== DATA EXCERPTS
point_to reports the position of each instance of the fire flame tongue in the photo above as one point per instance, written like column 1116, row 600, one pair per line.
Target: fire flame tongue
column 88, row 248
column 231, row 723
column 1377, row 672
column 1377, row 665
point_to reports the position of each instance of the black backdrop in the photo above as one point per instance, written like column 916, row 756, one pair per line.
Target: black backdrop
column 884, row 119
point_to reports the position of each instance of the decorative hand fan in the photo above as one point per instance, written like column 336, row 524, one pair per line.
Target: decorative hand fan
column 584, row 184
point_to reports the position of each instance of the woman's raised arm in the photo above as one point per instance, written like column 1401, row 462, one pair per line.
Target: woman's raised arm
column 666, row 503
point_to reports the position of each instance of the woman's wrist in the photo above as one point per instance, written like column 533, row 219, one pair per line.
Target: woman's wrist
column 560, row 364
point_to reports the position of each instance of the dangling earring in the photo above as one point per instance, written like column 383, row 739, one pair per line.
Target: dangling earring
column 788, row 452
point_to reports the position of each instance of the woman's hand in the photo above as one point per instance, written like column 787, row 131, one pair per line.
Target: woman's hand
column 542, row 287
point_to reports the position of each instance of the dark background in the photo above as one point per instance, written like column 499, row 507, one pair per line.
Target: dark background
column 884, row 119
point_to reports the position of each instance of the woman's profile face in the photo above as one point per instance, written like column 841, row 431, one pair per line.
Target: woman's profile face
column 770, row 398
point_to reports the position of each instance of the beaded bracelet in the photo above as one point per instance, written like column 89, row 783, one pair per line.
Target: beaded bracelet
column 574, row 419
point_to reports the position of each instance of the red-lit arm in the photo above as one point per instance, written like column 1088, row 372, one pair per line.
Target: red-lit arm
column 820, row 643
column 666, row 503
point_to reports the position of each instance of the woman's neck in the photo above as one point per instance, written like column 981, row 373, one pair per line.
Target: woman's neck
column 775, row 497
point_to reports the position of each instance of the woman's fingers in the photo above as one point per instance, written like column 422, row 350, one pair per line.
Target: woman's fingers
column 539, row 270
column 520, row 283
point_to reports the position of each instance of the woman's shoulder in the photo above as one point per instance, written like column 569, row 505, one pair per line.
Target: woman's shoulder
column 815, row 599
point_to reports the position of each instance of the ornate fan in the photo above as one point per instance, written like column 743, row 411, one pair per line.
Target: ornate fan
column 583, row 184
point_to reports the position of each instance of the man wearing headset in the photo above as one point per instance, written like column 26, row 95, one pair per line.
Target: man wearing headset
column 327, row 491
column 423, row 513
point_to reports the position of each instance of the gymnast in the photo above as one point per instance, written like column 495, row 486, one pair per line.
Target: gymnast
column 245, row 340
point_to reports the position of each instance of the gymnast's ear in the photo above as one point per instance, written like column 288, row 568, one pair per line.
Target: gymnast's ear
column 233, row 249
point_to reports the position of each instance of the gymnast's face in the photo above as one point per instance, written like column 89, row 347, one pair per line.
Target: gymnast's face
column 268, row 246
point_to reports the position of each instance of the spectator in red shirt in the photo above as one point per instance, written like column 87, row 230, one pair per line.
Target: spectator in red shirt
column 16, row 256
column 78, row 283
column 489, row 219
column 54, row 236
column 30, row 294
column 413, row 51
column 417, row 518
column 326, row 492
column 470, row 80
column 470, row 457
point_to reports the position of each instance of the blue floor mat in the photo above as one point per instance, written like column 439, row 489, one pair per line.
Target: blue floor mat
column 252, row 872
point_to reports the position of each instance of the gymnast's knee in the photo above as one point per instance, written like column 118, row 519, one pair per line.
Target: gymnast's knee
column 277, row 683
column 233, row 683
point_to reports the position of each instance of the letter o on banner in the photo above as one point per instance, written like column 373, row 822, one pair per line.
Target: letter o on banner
====
**ASSIGNED TASK**. Each line of the listing should be copied exactly, with none left out.

**ANSWER**.
point_to reports the position of each instance of the fire flame tongue in the photo above as one point per instance, written like column 1116, row 600, one pair per line.
Target: fire flame tongue
column 88, row 248
column 231, row 723
column 1377, row 672
column 1377, row 665
point_to reports the position of each instance of the black backdrop in the photo above as one point per instance, written like column 916, row 756, one pair per line.
Target: black backdrop
column 884, row 119
point_to reports the position of each instance of the decorative hand fan in the photo above as one point per instance, written like column 336, row 524, one pair per line.
Target: decorative hand fan
column 584, row 184
point_to reports the position of each instance of the woman's raised arm in the photo above as one point per instance, written like column 1401, row 462, one pair per line.
Target: woman's raised arm
column 666, row 503
point_to reports the position of each instance of the woman's wrist in the photo above as one point per instance, written like column 533, row 219, one pair per line.
Target: woman's wrist
column 560, row 364
point_to reports the position of each instance of the dangling earring in the photo above as one point per instance, written like column 383, row 739, one pair per line.
Target: dangling earring
column 788, row 452
point_to reports the position of each instance of the woman's hand in the photo above as one point per instance, written like column 787, row 131, one pair per line.
Target: woman's hand
column 542, row 287
point_to reports the position of each instance of the dark background in the photo above as one point per instance, written like column 499, row 507, one pair per line.
Target: dark background
column 884, row 119
point_to reports the position of each instance of the woman's profile face in the photo above as one point per instance, written like column 841, row 431, one pair per line.
Target: woman's profile face
column 770, row 398
point_to reports the position of each instance of the beaded bracelet in the photo above as one point per instance, written like column 89, row 783, one pair per line.
Target: beaded bracelet
column 574, row 419
point_to reports the position of each instance of the red-lit arm in the photo above as one point per instance, written like column 1088, row 372, one pair per line.
Target: red-lit arm
column 820, row 643
column 666, row 503
point_to reports the position of each instance of the woman's neck in the photo above as one point per instance, written like column 981, row 373, one pair per line.
Target: woman's neck
column 775, row 497
point_to reports the position of each instance of the woman's fingers in the photo above as one point per instance, written like column 422, row 350, one pair per line.
Target: woman's fingers
column 539, row 270
column 520, row 283
point_to reports the position of each instance of the woman's shoulder in the photo above as one point per instance, written like column 569, row 505, one pair per line.
Target: woman's shoulder
column 815, row 599
point_to reports the position of each instance of the ornate fan in the photo above as one point per instance, written like column 743, row 411, one pair per line.
Target: ornate fan
column 583, row 184
point_to reports the position of each instance of the man wearing headset in the photo above as one point per instance, written like column 26, row 95, one pair per line.
Target: man wearing headset
column 327, row 491
column 423, row 513
point_to reports the position of each instance of the gymnast in the photo above as one point per instance, written like column 495, row 486, one pair per line.
Target: gymnast
column 245, row 340
point_to reports the position of each instance of the gymnast's ear in the photo above as one point per instance, written like column 288, row 568, one pair per line.
Target: gymnast's ear
column 233, row 249
point_to reports the position of each instance of the gymnast's face in the photo above as one point per instance, written like column 89, row 347, one pair per line.
Target: gymnast's face
column 268, row 246
point_to reports the position of each instance of the spectator in red shirt in the photo above as one point per instance, written like column 87, row 230, one pair per line.
Target: spectator in red shirt
column 16, row 256
column 78, row 283
column 489, row 219
column 54, row 236
column 30, row 294
column 413, row 51
column 417, row 518
column 326, row 492
column 470, row 80
column 470, row 457
point_to reports the position of each instance of the blue floor mat in the photo above as one point per instance, written like column 439, row 489, one pair per line.
Target: blue floor mat
column 252, row 872
point_to reports the position of each instance of the gymnast's knee in the photo above as one point per instance, written like column 118, row 519, one pair per line.
Target: gymnast's knee
column 277, row 683
column 233, row 683
point_to reports the position of each instance of the letter o on banner in the photo above as one point per instance, written like column 373, row 822, one pair per line.
Target: letter o on banner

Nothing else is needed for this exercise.